(Material for the task begins)

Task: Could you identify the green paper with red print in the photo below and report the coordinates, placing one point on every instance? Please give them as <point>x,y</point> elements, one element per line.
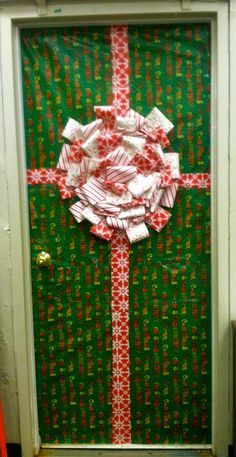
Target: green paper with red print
<point>66,71</point>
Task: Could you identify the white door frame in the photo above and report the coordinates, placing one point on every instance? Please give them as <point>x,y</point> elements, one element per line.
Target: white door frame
<point>11,19</point>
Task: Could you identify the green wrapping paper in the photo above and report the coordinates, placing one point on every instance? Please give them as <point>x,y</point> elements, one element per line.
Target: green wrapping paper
<point>66,71</point>
<point>170,293</point>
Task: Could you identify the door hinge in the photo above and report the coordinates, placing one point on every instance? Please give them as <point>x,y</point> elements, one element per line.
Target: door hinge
<point>186,5</point>
<point>42,7</point>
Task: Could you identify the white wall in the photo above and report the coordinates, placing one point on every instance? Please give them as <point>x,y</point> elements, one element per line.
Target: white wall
<point>8,384</point>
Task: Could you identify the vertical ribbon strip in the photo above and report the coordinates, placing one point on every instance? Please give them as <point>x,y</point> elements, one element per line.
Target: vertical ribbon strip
<point>121,416</point>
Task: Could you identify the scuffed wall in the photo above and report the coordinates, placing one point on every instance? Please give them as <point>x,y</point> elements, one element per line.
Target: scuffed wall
<point>8,384</point>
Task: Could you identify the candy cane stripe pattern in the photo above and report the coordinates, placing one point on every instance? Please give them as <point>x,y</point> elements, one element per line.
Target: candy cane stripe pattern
<point>121,413</point>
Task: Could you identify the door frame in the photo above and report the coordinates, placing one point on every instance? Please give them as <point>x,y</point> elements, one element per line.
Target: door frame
<point>11,107</point>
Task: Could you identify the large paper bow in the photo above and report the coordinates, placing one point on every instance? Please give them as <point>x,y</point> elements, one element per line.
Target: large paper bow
<point>117,168</point>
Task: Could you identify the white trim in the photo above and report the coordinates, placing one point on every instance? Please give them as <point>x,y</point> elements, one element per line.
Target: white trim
<point>11,19</point>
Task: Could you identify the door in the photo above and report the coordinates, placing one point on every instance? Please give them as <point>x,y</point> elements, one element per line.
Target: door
<point>164,392</point>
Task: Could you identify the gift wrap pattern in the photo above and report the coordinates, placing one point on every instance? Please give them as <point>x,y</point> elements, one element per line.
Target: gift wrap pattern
<point>66,72</point>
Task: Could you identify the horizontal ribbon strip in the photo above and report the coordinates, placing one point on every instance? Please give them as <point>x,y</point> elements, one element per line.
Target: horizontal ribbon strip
<point>51,176</point>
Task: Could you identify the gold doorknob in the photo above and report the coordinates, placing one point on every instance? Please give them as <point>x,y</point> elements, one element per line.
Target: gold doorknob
<point>43,259</point>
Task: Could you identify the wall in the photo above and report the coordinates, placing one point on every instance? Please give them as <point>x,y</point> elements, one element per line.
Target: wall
<point>8,384</point>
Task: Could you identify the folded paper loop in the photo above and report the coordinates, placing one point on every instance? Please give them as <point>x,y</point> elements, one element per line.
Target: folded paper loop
<point>116,166</point>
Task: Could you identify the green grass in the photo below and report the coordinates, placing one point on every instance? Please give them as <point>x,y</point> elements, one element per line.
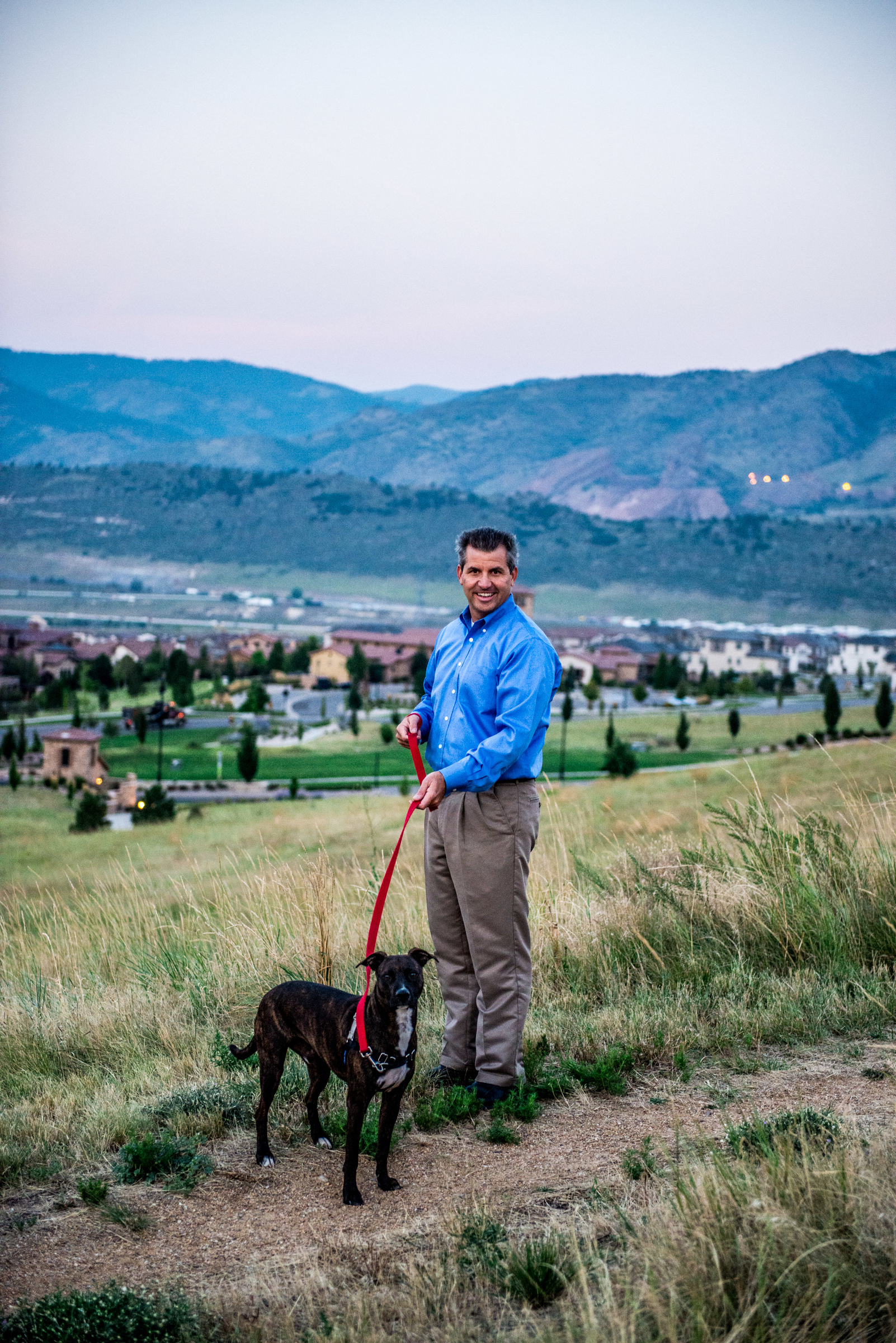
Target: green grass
<point>344,755</point>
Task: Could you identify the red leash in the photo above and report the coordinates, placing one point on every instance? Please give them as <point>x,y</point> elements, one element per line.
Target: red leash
<point>381,898</point>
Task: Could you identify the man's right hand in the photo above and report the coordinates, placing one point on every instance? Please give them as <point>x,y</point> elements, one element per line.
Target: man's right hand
<point>405,727</point>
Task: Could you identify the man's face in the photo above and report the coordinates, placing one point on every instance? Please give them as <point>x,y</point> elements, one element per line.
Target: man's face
<point>486,579</point>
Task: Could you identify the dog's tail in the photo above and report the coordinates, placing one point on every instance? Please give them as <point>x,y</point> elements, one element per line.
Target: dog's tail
<point>244,1053</point>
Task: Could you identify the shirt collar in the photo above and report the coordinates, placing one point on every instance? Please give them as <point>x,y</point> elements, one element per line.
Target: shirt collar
<point>489,619</point>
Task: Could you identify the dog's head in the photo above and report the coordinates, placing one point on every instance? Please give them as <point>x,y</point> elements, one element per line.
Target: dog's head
<point>399,978</point>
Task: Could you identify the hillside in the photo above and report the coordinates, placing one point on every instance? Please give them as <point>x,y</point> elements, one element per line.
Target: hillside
<point>631,447</point>
<point>339,524</point>
<point>616,447</point>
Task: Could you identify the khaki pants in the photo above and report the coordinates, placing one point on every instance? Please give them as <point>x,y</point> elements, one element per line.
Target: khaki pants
<point>477,860</point>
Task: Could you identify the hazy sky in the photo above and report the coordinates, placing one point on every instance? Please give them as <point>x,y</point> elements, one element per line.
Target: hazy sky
<point>383,192</point>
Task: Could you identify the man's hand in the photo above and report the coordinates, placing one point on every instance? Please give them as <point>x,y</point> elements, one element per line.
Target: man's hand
<point>431,791</point>
<point>409,724</point>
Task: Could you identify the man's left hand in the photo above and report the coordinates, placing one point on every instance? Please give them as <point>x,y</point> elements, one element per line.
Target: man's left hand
<point>431,791</point>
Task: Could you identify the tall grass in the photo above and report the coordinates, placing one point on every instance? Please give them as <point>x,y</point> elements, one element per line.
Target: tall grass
<point>781,928</point>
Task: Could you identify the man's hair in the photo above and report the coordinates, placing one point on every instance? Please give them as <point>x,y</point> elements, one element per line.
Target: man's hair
<point>487,539</point>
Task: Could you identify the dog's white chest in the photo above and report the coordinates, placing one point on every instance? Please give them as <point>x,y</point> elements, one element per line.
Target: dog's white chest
<point>404,1018</point>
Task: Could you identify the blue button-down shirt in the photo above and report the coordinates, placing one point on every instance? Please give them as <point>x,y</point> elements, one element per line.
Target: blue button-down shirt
<point>487,699</point>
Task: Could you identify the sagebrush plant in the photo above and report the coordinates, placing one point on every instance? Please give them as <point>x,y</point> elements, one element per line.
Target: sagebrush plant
<point>781,930</point>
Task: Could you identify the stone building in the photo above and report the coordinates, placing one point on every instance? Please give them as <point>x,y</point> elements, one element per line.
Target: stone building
<point>74,754</point>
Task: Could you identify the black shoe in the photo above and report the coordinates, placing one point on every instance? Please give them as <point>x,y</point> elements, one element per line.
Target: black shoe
<point>489,1095</point>
<point>443,1076</point>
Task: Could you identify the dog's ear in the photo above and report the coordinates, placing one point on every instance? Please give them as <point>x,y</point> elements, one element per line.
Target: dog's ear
<point>375,961</point>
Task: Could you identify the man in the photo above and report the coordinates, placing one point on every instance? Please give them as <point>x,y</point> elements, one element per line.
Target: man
<point>483,715</point>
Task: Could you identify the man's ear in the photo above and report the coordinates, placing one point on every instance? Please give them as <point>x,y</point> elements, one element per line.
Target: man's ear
<point>375,961</point>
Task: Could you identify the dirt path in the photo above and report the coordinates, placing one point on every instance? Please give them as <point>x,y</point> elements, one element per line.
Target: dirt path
<point>242,1221</point>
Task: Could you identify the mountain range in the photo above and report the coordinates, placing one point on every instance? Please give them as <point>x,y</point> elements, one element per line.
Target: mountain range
<point>338,524</point>
<point>615,447</point>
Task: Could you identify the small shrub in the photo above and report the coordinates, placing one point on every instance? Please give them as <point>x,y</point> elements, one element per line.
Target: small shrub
<point>233,1103</point>
<point>112,1315</point>
<point>521,1105</point>
<point>620,759</point>
<point>538,1271</point>
<point>482,1246</point>
<point>93,1190</point>
<point>640,1162</point>
<point>681,1062</point>
<point>450,1106</point>
<point>223,1058</point>
<point>608,1073</point>
<point>499,1131</point>
<point>149,1157</point>
<point>90,814</point>
<point>122,1216</point>
<point>760,1137</point>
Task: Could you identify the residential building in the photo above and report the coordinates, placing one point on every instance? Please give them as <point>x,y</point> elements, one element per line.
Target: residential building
<point>867,653</point>
<point>738,655</point>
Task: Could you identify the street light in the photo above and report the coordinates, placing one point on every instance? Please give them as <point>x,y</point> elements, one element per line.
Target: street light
<point>161,724</point>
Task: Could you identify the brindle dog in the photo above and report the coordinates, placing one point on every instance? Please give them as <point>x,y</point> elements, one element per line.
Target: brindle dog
<point>319,1024</point>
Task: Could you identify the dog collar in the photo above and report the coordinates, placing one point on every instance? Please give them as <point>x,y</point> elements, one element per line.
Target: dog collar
<point>380,1064</point>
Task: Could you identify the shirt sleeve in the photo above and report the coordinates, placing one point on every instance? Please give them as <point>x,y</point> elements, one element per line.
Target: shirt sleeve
<point>426,708</point>
<point>526,685</point>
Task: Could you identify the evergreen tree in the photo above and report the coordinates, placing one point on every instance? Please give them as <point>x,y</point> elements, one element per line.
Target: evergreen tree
<point>90,814</point>
<point>247,758</point>
<point>683,736</point>
<point>277,663</point>
<point>135,679</point>
<point>140,724</point>
<point>257,699</point>
<point>832,707</point>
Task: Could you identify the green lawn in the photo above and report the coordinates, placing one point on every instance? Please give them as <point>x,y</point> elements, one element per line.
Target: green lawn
<point>344,757</point>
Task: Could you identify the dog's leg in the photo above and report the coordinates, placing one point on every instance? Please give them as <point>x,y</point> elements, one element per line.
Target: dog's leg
<point>389,1107</point>
<point>357,1107</point>
<point>271,1059</point>
<point>318,1078</point>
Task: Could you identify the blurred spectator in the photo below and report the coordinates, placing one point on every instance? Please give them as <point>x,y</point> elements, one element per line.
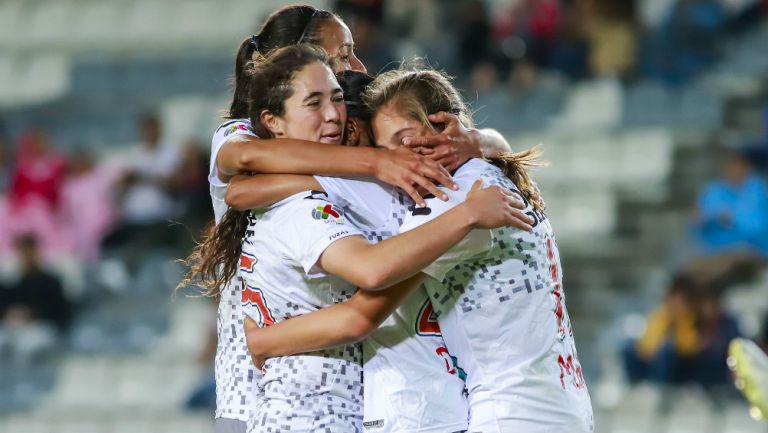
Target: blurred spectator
<point>33,310</point>
<point>144,191</point>
<point>86,204</point>
<point>610,31</point>
<point>372,46</point>
<point>688,40</point>
<point>38,171</point>
<point>733,211</point>
<point>716,328</point>
<point>203,396</point>
<point>474,33</point>
<point>372,10</point>
<point>484,78</point>
<point>664,354</point>
<point>37,296</point>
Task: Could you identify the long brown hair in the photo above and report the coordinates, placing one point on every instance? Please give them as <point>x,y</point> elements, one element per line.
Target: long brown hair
<point>215,259</point>
<point>418,93</point>
<point>289,25</point>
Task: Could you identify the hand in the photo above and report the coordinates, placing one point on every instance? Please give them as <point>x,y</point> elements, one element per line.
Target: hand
<point>494,207</point>
<point>452,147</point>
<point>251,329</point>
<point>407,170</point>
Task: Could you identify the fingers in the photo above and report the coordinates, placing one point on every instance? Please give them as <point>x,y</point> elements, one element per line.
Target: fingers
<point>415,196</point>
<point>421,150</point>
<point>249,323</point>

(Material for the task ends)

Task instructions →
Word for word, copy the line containing "Task: Could you identify the hand" and each line after it to the end of the records, and nothing besides.

Answer →
Task: Could you identify the hand in the photo above and report the coordinates, placing one point on every instance? Please give them as <point>x,y</point> elements, one element per line.
Target: hand
<point>494,207</point>
<point>452,147</point>
<point>251,329</point>
<point>407,170</point>
Task: Could you identify the fingers in the photo above and report the coordinates, placing one point on every instance? Please give them as <point>x,y</point> elements, one element per line.
Target: fingers
<point>415,196</point>
<point>421,150</point>
<point>249,323</point>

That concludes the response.